● **What is expected**:
Where does "marker" appear in the data? Return each line that holds it.

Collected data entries
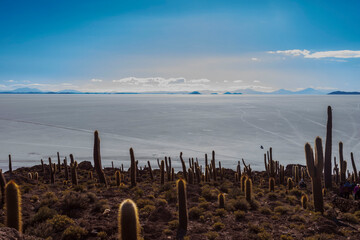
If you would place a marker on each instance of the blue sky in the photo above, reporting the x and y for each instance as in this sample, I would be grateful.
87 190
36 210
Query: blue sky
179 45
* * *
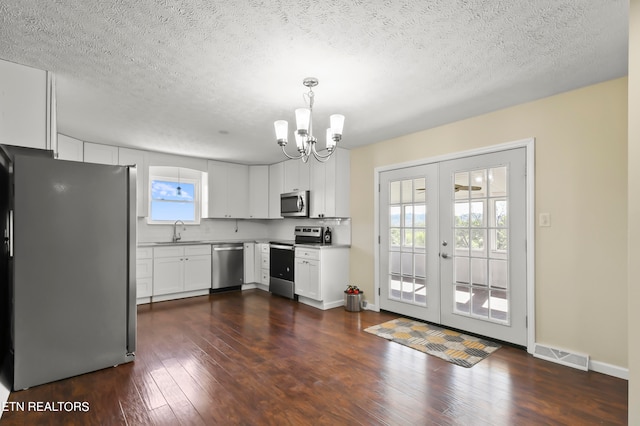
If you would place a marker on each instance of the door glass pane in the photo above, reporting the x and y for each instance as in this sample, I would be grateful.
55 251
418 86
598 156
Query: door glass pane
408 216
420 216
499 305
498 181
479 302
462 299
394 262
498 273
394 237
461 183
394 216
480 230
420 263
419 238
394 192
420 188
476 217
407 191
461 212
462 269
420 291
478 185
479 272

● **Output of the task**:
If you would place a marker on each instance of the blue sky in the photo above, reporting the x and y for each instance as in this sample, I would be grateful.
If you would place a marker on each instance of the door glass pane in the photo above, reporting the x and y for each instance as in this sample, I would be grateful.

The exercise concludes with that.